Exercise description:
Update the entries, beginning at the line that has "Point to the ear." and ending after the line that has "Point to the bare": change "one instance per line" to "one point per line" and leave everything else as it is.

Data entries:
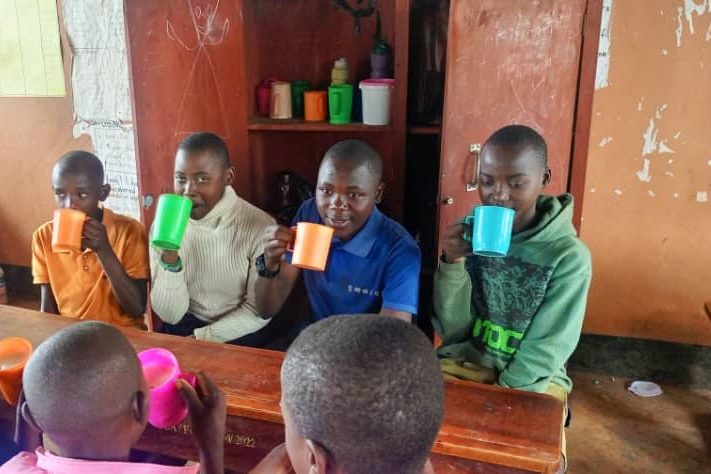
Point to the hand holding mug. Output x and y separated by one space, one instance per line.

--

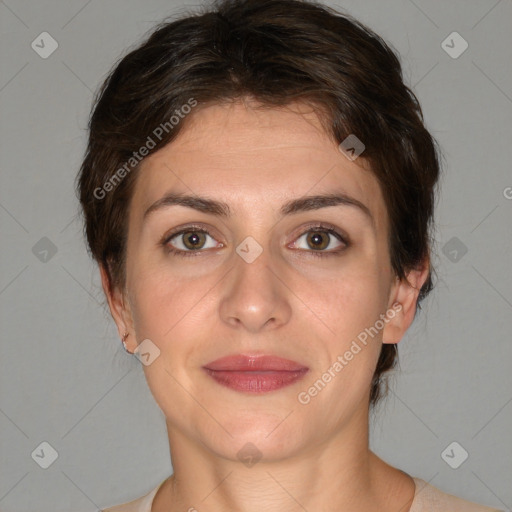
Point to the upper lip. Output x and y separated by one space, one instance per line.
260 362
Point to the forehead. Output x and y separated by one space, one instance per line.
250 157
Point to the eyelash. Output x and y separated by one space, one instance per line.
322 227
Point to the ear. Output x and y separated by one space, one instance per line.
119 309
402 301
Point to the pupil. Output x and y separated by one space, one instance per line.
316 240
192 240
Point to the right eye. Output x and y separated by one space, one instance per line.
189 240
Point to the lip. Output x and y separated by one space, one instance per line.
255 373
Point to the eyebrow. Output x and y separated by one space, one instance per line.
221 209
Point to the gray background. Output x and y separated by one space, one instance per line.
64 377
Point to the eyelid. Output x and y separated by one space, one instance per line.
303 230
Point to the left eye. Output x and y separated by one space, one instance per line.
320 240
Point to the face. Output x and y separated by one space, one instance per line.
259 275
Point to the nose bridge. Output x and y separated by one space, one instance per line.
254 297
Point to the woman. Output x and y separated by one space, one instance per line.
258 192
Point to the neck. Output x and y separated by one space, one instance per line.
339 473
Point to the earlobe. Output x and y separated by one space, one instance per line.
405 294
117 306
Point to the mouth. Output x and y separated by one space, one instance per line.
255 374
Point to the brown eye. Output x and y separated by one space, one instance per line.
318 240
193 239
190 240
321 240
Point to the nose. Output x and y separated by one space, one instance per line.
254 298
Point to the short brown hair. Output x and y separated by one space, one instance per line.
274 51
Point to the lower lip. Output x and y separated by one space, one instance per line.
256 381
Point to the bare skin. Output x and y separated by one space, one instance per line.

The response:
Point to the ear. Output x and y separated by one space, one point per line.
119 309
402 301
Point to the pupil. Output x and y separated by one space, one point per line.
316 240
192 240
Point to the right eye. Output x and y separated by one space, one point per line.
189 240
Point to the lip. Output x and y separated by one space, one point per line.
255 373
Point to the eyebrow. Output x and y separated by one space, one point per line.
221 209
Point to the gray background. Output x and y separated by one space, one point per line.
64 377
Point to the eyelid. Output x and y separated by one space, one point per line.
303 230
Point to the left eye. Output x and y separated by one space, one point per line.
320 240
Point to the face. Output x and y separated by one space, one point per line.
259 275
Point to the nose bridge. Output x and y separated by one space, one point per line.
254 297
Point to the woman. Output x and y separated by one space, one point per line.
258 192
Point to the neck. Output x and y separated by one space, one point per line.
339 473
Point to the earlobe. Output x and y separated by one space, one point per line.
405 294
117 306
Point to the mouth. Output x and y separated by one space, one point per line.
255 374
Point to the brown eye. Output x and y separated by one space, one point per line.
318 240
193 239
190 240
321 240
Point to the nose. Output x and y separated by one space, one point per line.
254 298
Point to the short brown hair. Output x and y separated by one space, one point per line.
274 51
Point to the lower lip. Output x and y separated by one space, one point per line.
256 381
Point to the bare skin. Output x and y separated by one space, one point per line.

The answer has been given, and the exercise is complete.